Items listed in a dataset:
^^^^^^^^

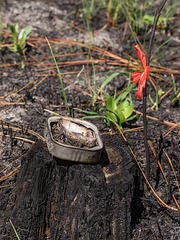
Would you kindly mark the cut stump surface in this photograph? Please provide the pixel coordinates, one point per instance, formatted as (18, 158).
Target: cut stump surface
(65, 200)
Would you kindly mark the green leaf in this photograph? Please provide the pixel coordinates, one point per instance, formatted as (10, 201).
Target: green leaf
(86, 112)
(127, 112)
(134, 116)
(109, 79)
(120, 115)
(124, 105)
(24, 34)
(14, 31)
(111, 115)
(123, 95)
(111, 103)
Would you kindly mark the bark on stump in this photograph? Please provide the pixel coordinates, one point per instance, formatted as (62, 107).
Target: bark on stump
(75, 201)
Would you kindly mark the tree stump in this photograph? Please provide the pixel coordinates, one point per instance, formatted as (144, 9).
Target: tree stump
(68, 200)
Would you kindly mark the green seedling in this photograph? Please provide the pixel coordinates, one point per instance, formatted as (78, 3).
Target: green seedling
(119, 110)
(176, 90)
(20, 40)
(111, 9)
(116, 109)
(14, 229)
(59, 74)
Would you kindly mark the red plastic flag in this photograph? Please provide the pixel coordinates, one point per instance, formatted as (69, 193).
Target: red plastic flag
(141, 76)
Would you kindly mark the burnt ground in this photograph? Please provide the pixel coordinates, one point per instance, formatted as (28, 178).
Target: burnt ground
(29, 116)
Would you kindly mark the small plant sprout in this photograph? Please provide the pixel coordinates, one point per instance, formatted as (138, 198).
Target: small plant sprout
(176, 90)
(116, 109)
(20, 40)
(14, 229)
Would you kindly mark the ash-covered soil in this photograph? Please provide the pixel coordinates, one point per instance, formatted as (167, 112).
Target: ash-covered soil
(21, 122)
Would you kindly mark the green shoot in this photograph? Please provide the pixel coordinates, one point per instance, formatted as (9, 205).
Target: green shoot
(118, 110)
(20, 40)
(14, 229)
(116, 13)
(59, 74)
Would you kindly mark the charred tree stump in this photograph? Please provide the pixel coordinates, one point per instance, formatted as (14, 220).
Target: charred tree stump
(68, 200)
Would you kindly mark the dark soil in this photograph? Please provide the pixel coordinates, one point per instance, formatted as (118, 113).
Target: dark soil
(22, 121)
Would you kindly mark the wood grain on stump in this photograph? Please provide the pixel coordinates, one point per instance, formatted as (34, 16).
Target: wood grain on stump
(65, 200)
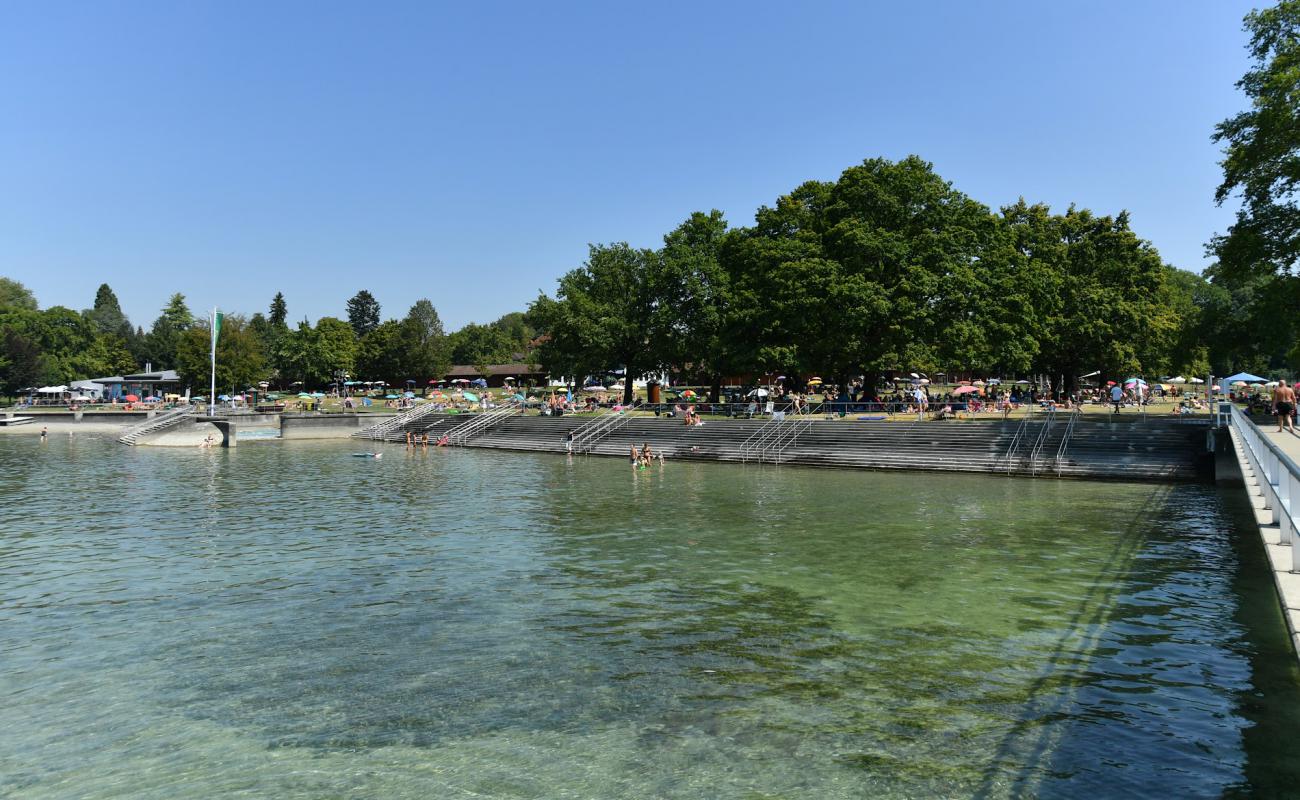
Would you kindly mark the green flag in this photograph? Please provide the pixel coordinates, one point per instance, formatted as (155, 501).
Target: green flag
(216, 329)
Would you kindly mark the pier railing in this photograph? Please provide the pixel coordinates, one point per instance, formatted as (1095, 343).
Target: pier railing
(1279, 479)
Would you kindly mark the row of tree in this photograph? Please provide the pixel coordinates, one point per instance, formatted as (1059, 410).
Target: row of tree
(891, 268)
(59, 345)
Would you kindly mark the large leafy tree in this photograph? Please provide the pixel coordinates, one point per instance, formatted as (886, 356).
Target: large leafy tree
(107, 314)
(241, 360)
(278, 315)
(424, 344)
(380, 354)
(696, 294)
(16, 295)
(68, 344)
(336, 344)
(164, 337)
(1261, 151)
(363, 312)
(22, 364)
(480, 345)
(603, 315)
(1103, 299)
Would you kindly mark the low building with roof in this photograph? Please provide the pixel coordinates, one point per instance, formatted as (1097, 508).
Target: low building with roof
(151, 383)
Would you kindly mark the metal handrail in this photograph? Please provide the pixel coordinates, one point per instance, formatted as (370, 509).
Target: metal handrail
(783, 441)
(481, 422)
(382, 428)
(1065, 440)
(1041, 440)
(597, 428)
(1015, 440)
(1279, 479)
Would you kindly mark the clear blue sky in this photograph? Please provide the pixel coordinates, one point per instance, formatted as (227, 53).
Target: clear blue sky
(468, 151)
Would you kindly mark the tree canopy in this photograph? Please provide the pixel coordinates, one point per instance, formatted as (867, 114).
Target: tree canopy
(1261, 151)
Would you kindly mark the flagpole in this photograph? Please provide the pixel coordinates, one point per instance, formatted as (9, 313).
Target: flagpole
(212, 329)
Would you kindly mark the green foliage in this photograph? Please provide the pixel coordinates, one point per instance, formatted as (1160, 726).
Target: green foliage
(380, 354)
(107, 314)
(480, 345)
(241, 359)
(424, 344)
(56, 346)
(603, 315)
(164, 337)
(278, 315)
(16, 295)
(363, 312)
(1261, 154)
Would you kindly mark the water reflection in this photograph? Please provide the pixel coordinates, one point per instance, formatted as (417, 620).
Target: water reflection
(460, 623)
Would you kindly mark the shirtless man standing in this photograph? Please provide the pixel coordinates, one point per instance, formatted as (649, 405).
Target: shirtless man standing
(1283, 403)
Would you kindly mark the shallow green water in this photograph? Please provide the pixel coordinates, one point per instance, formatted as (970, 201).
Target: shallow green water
(286, 621)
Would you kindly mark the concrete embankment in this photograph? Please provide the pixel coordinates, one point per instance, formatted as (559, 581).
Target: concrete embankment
(1160, 450)
(1283, 560)
(326, 426)
(74, 422)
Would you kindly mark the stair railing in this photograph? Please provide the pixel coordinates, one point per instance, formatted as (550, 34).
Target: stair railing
(481, 422)
(133, 433)
(381, 431)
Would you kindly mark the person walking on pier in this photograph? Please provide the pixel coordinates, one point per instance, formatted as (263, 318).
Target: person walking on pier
(1285, 405)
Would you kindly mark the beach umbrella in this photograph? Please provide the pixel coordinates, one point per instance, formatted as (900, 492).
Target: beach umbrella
(1246, 377)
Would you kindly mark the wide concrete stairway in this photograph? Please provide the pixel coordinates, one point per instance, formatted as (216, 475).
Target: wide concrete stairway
(1131, 450)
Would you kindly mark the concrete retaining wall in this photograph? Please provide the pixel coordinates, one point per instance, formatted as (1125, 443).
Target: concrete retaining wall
(190, 433)
(326, 426)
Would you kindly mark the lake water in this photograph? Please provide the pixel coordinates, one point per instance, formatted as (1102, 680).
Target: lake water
(286, 621)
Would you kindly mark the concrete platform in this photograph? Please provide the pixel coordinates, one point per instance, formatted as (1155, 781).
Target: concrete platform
(1279, 556)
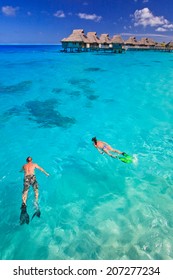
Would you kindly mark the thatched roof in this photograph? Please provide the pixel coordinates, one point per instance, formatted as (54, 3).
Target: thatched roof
(160, 45)
(92, 37)
(77, 36)
(116, 39)
(151, 42)
(142, 42)
(104, 38)
(131, 41)
(169, 45)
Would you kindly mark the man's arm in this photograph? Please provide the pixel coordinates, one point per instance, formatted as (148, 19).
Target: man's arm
(98, 149)
(22, 169)
(41, 169)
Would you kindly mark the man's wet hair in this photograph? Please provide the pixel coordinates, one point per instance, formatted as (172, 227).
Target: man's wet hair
(94, 139)
(29, 159)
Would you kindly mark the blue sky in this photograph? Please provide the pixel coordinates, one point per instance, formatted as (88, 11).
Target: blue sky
(49, 21)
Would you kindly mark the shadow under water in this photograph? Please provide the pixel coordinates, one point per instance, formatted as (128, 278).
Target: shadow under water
(19, 87)
(45, 114)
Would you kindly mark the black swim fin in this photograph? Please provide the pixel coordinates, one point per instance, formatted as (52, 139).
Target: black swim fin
(37, 213)
(24, 217)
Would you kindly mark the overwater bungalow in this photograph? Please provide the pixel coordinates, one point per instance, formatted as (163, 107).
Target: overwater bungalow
(92, 41)
(169, 46)
(143, 43)
(131, 42)
(75, 42)
(117, 43)
(78, 41)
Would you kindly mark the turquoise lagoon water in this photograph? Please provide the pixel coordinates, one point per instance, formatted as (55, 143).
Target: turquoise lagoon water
(92, 206)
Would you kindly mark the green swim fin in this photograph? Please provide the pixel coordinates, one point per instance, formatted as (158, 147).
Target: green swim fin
(126, 158)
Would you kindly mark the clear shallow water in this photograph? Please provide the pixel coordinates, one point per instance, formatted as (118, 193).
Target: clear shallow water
(92, 206)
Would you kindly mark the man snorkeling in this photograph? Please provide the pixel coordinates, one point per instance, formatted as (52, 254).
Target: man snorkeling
(30, 180)
(103, 147)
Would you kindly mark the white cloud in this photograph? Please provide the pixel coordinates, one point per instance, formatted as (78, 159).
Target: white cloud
(145, 17)
(168, 26)
(59, 14)
(145, 35)
(90, 17)
(161, 29)
(9, 10)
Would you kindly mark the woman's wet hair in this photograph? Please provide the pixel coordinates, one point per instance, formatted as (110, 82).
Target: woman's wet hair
(29, 159)
(94, 139)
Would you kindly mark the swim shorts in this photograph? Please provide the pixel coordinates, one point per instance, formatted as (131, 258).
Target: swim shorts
(30, 180)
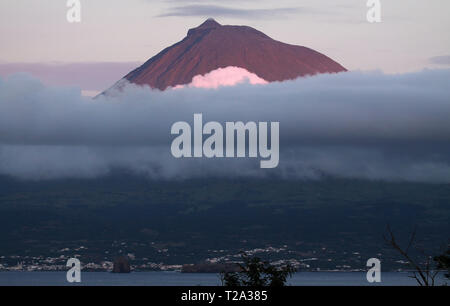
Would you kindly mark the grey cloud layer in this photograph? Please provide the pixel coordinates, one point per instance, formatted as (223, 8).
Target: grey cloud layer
(209, 10)
(356, 125)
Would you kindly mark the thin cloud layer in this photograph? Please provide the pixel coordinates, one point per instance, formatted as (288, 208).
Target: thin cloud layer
(208, 10)
(350, 125)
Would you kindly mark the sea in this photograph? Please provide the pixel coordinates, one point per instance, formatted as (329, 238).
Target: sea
(198, 279)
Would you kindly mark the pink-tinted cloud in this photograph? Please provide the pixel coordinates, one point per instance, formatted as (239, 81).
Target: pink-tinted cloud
(89, 76)
(228, 76)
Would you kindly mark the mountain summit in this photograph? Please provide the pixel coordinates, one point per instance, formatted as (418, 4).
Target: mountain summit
(211, 46)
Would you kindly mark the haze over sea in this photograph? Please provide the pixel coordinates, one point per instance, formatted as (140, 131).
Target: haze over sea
(198, 279)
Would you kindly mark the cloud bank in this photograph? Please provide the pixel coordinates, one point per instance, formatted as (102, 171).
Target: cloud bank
(348, 125)
(211, 10)
(228, 76)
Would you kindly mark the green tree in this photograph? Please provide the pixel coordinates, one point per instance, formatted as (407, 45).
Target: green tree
(257, 273)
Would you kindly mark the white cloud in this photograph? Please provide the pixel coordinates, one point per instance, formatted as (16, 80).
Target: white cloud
(354, 125)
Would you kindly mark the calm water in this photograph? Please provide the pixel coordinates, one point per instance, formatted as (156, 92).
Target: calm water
(194, 279)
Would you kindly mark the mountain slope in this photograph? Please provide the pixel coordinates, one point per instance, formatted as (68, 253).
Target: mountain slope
(211, 46)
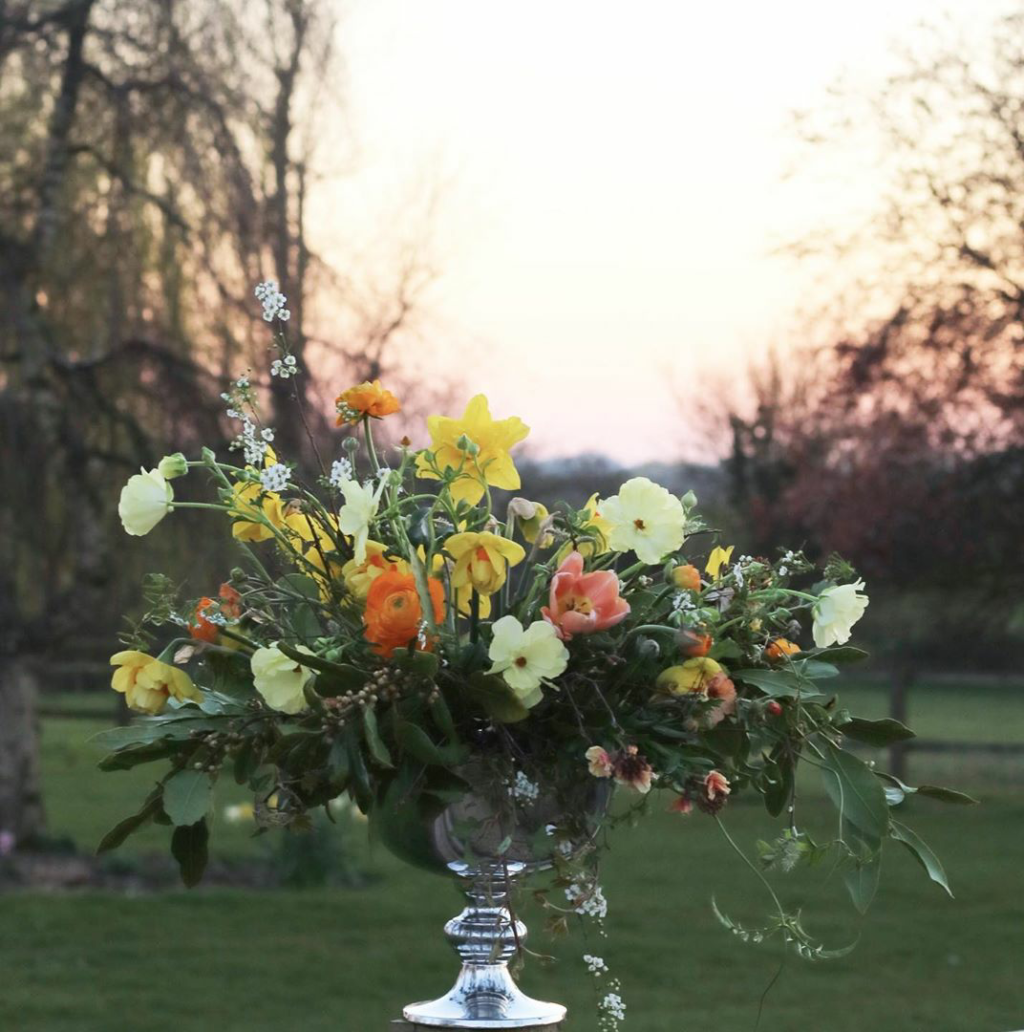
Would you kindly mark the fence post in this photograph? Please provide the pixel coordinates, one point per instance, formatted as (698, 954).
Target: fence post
(899, 690)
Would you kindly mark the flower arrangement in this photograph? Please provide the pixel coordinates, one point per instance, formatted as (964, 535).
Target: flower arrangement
(388, 623)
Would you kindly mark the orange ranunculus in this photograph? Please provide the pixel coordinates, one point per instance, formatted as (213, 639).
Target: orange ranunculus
(780, 648)
(365, 399)
(694, 644)
(393, 613)
(229, 603)
(686, 578)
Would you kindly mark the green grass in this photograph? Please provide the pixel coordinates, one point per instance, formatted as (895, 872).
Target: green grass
(348, 959)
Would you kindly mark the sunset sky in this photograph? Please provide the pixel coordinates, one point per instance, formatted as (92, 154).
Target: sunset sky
(612, 189)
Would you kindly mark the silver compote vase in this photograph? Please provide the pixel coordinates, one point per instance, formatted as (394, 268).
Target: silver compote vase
(489, 841)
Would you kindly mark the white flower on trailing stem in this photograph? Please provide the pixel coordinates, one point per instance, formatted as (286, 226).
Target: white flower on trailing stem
(525, 656)
(644, 518)
(358, 512)
(835, 613)
(145, 501)
(280, 679)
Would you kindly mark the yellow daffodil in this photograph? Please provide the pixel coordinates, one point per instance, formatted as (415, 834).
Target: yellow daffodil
(248, 504)
(693, 675)
(644, 518)
(482, 561)
(718, 558)
(147, 683)
(484, 455)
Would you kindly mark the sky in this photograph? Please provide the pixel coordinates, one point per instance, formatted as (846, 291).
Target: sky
(612, 191)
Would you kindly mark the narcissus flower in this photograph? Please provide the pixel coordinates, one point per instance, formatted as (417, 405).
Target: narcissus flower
(718, 557)
(686, 578)
(492, 441)
(836, 611)
(526, 656)
(365, 399)
(145, 501)
(599, 762)
(779, 648)
(147, 683)
(393, 615)
(280, 679)
(693, 675)
(644, 518)
(580, 604)
(358, 512)
(249, 503)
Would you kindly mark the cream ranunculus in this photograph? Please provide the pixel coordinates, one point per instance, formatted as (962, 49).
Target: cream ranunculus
(358, 512)
(644, 518)
(835, 613)
(279, 679)
(145, 501)
(525, 656)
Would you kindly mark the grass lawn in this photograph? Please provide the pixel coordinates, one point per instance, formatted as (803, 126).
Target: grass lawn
(348, 959)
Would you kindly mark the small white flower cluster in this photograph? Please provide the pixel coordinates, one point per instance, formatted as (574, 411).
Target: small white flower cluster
(341, 472)
(274, 301)
(589, 902)
(275, 478)
(523, 789)
(614, 1007)
(596, 965)
(284, 367)
(252, 442)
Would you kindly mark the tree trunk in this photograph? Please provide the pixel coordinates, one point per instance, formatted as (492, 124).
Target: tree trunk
(21, 791)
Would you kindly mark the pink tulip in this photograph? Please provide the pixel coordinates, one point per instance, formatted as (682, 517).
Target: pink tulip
(582, 603)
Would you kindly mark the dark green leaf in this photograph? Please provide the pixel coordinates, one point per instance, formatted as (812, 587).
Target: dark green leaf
(117, 835)
(880, 733)
(186, 796)
(923, 852)
(857, 794)
(189, 845)
(376, 744)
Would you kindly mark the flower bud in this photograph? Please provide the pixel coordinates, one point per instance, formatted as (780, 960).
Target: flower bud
(173, 465)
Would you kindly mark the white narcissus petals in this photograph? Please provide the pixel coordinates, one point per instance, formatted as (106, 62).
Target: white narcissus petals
(836, 611)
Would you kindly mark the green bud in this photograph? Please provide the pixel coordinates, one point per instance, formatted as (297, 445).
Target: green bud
(173, 465)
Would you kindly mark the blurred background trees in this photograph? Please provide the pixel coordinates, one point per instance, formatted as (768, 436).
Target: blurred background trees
(157, 160)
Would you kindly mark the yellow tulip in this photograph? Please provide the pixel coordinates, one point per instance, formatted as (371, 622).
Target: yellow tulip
(147, 683)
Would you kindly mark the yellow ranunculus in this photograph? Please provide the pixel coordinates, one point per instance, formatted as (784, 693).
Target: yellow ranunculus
(690, 676)
(250, 501)
(491, 438)
(717, 558)
(147, 683)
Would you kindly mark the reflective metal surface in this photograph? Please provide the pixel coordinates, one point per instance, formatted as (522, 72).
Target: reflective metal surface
(489, 841)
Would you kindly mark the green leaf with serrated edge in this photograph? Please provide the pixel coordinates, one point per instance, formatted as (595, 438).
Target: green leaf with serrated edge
(300, 584)
(862, 877)
(117, 835)
(376, 744)
(857, 794)
(127, 759)
(929, 791)
(777, 683)
(189, 845)
(186, 796)
(923, 852)
(880, 733)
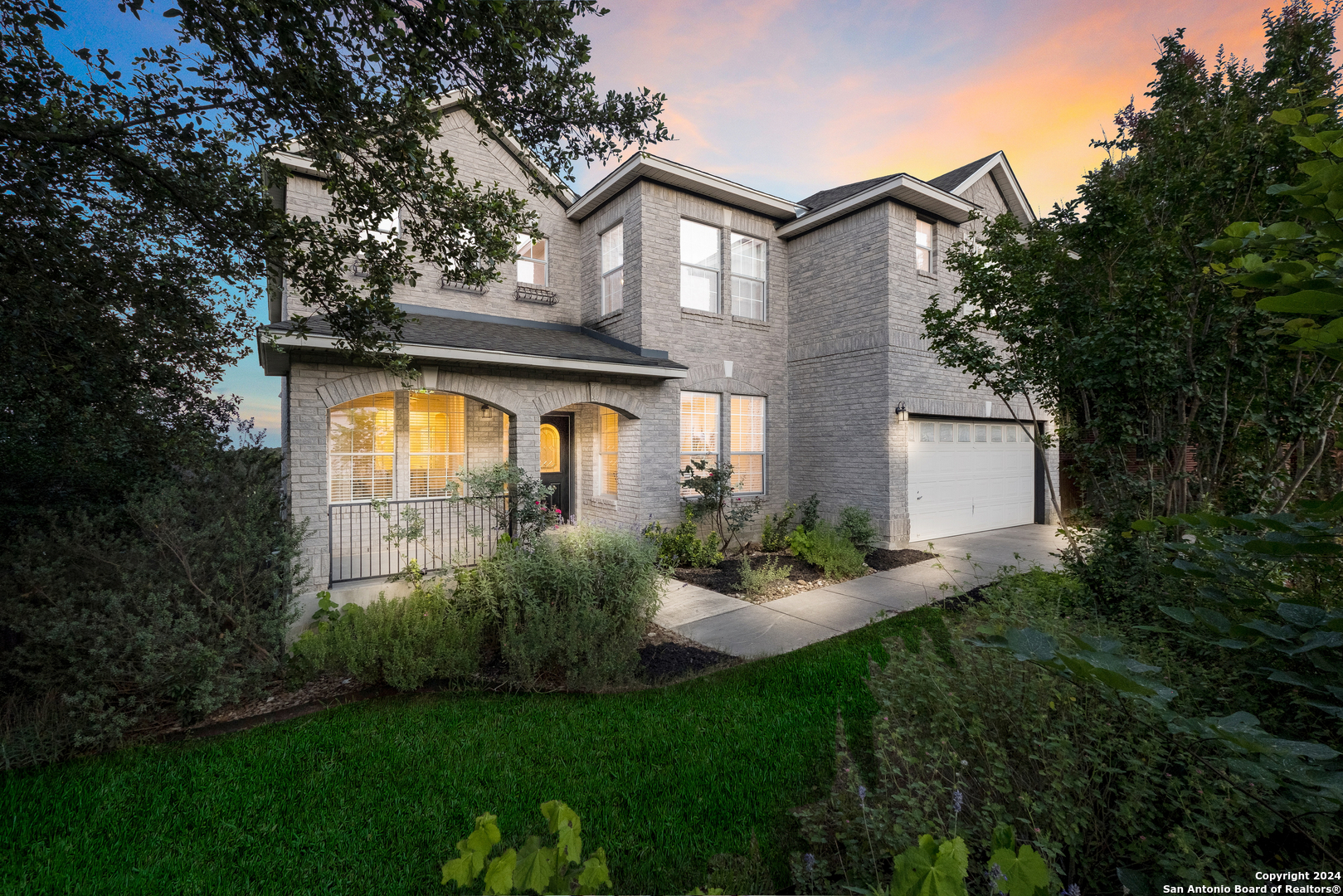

^^^^^^^^

AIM => Pull out every line of the records that contains the word "calm", matching its case exactly.

ANSWER FOR THIS EXERCISE =>
Would you kindly mark the calm water in this photograph? Please provide the pixel coordinates, one point per instance, formatted as (156, 92).
Target: calm water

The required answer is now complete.